[Data excerpts]
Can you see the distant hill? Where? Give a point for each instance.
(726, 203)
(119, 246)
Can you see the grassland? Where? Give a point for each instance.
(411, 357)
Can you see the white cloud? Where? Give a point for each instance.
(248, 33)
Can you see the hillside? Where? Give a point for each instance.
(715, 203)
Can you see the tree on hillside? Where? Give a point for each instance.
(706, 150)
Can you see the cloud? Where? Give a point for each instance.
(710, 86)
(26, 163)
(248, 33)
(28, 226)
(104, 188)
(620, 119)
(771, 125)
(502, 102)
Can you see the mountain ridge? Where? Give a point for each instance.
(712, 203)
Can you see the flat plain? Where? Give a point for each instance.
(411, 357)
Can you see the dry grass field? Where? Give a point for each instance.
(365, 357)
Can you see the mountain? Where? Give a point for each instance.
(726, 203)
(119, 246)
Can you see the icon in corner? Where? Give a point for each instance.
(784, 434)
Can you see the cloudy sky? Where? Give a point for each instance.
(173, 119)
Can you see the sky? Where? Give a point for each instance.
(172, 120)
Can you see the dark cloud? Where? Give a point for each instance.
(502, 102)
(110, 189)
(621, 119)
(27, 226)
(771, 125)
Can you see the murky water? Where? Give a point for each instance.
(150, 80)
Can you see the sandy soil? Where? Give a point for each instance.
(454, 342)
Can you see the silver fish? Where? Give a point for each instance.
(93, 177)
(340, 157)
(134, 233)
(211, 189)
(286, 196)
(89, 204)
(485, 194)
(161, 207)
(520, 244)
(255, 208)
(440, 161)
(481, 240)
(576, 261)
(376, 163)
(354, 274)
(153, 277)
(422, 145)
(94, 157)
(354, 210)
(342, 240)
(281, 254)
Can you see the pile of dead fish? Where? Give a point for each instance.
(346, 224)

▸ **YOUR OBJECTIVE**: All lines from the one that holds "Can you see the silver" through the end of the records are to be returned exactly, including both boundary lines, and no others.

▸ **YOUR SOLUTION**:
Can you see the silver fish? Where? Give a point for each instance.
(93, 177)
(340, 157)
(134, 233)
(211, 189)
(286, 196)
(89, 204)
(485, 194)
(161, 207)
(520, 244)
(255, 208)
(440, 161)
(481, 240)
(576, 261)
(376, 163)
(354, 274)
(153, 277)
(422, 145)
(94, 157)
(354, 210)
(342, 240)
(281, 254)
Can you see the pile of dead fish? Where? Give a point for each instance.
(346, 224)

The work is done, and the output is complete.